> _DIRECTIONS_
Pictures stay out; everything else in the records below gets copied exactly.
** INPUT FOR THIS TASK follows **
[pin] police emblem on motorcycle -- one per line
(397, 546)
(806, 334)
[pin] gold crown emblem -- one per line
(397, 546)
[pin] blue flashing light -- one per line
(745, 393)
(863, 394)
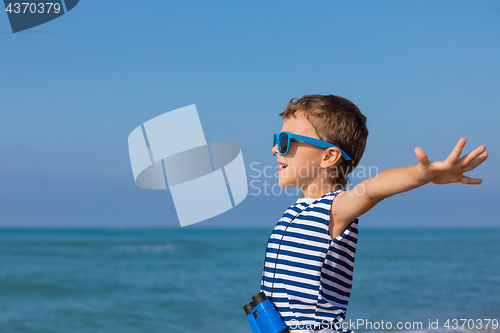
** End of INPUT FOR THIS TASK **
> _ANSWER AREA_
[pin] police emblem on motorcycle -- one per line
(397, 546)
(806, 334)
[pin] gold crown emblem -- one per line
(397, 546)
[pin] blue flashing light -- one per line
(745, 393)
(863, 394)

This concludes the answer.